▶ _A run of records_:
********

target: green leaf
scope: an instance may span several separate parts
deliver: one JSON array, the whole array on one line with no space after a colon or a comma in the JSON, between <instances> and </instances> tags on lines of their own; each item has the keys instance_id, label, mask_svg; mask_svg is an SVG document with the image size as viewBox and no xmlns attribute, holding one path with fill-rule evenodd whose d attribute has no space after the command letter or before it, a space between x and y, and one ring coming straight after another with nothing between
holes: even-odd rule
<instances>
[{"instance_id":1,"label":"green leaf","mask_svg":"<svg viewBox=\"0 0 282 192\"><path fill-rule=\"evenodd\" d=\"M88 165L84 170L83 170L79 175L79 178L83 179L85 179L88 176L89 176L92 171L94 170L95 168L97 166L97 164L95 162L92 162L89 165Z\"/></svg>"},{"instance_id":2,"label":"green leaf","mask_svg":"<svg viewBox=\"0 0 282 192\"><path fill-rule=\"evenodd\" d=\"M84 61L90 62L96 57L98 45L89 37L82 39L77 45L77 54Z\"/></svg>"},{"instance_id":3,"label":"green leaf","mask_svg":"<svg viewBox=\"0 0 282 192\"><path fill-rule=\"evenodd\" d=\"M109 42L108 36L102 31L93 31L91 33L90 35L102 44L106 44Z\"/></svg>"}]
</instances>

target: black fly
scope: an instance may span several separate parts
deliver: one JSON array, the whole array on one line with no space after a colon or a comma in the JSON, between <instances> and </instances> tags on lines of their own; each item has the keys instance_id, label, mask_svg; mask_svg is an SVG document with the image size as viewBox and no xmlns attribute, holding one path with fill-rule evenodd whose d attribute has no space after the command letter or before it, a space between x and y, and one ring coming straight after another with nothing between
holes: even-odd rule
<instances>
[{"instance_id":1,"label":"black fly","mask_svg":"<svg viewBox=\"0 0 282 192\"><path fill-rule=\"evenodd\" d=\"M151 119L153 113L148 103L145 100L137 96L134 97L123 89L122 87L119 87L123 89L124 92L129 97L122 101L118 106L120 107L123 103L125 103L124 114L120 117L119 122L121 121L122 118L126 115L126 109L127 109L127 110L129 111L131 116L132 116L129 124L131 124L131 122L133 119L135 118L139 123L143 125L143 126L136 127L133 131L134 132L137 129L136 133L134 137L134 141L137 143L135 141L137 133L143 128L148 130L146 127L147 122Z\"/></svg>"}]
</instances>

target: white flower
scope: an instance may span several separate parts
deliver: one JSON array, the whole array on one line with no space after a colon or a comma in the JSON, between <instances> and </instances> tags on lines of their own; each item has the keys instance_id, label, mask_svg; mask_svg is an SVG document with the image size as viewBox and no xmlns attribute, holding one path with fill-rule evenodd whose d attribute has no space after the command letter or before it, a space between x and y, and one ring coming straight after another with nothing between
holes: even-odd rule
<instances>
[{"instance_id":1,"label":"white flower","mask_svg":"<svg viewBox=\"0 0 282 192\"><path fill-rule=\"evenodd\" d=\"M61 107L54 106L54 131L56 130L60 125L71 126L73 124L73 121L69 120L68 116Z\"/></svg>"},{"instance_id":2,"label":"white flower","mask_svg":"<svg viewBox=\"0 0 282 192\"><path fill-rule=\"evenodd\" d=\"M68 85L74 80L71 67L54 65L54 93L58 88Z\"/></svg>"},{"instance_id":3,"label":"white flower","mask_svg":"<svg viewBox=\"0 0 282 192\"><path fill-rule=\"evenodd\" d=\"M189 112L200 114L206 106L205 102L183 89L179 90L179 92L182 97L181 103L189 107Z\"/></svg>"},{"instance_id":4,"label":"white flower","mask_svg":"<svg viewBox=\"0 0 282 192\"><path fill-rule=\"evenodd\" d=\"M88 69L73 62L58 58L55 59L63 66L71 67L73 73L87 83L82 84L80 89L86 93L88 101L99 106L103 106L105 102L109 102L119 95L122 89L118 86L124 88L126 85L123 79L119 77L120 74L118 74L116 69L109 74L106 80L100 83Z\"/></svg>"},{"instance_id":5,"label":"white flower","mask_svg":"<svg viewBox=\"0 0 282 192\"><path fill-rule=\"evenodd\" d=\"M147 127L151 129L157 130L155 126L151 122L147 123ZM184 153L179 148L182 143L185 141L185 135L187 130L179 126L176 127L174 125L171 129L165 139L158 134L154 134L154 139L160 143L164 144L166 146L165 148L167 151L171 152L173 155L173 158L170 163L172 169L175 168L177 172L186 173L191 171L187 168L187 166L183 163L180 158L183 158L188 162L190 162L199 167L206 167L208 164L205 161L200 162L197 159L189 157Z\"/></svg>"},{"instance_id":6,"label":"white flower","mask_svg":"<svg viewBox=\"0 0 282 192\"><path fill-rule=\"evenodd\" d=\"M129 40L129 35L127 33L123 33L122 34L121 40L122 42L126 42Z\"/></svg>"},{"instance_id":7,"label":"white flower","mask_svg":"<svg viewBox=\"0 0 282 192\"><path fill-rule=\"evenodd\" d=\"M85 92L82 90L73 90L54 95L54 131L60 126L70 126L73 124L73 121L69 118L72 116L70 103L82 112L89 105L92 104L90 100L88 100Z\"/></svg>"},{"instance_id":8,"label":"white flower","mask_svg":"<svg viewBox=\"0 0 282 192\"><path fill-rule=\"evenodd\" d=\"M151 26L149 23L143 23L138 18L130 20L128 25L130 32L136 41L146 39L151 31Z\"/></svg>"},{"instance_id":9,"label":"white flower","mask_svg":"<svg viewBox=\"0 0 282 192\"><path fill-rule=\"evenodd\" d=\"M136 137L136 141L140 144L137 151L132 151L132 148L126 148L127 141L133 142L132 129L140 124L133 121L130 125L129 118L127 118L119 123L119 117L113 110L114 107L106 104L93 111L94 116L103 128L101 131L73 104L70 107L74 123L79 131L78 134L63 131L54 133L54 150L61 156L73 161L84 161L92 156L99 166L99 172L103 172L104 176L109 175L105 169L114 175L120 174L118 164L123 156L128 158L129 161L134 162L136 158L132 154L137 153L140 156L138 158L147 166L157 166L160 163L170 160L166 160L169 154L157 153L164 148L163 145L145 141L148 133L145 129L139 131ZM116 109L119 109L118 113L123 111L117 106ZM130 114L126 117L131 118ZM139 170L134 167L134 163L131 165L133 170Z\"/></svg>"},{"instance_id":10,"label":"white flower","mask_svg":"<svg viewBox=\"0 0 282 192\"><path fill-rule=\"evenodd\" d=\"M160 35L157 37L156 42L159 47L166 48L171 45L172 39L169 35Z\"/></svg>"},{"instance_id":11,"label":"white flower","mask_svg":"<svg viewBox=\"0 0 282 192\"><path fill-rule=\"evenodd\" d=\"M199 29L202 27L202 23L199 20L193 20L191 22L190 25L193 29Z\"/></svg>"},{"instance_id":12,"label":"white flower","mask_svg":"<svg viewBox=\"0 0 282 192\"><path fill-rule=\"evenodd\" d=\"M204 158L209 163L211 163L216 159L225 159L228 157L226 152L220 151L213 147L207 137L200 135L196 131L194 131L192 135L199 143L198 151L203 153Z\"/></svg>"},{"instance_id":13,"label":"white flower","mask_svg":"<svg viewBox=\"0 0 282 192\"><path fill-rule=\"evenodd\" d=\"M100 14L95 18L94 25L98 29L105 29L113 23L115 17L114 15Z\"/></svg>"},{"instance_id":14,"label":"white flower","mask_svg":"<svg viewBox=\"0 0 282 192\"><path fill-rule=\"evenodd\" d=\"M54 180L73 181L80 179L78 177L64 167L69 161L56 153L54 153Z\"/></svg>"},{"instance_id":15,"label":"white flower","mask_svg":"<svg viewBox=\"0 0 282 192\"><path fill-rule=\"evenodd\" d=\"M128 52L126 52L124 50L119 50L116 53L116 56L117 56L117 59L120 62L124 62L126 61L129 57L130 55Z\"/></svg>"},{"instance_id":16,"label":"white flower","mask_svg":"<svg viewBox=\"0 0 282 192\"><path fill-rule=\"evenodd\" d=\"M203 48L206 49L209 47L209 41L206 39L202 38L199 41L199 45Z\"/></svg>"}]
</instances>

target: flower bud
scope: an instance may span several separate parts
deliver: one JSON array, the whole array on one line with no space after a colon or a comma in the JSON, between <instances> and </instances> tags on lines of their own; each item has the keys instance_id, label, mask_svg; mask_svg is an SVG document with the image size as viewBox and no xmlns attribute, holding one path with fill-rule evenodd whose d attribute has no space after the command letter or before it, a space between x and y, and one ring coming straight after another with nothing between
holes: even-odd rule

********

▶ _TASK TO COMPLETE_: Exactly as written, give the line containing "target: flower bud" and all remaining lines of the records.

▶ _EXPECTED ANSWER_:
target: flower bud
scope: an instance may span several separate parts
deliver: one JSON array, the whole array on one line with no space after a colon or a comma in the JSON, between <instances> and </instances> tags on lines of their own; each item has the keys instance_id, label, mask_svg; mask_svg is an SVG document with the image size as viewBox and no xmlns attribute, holding one path with fill-rule evenodd whose d attribute has no space after the command letter or before it, a space between x and y, and one ring coming straight after another with nothing between
holes: even-odd rule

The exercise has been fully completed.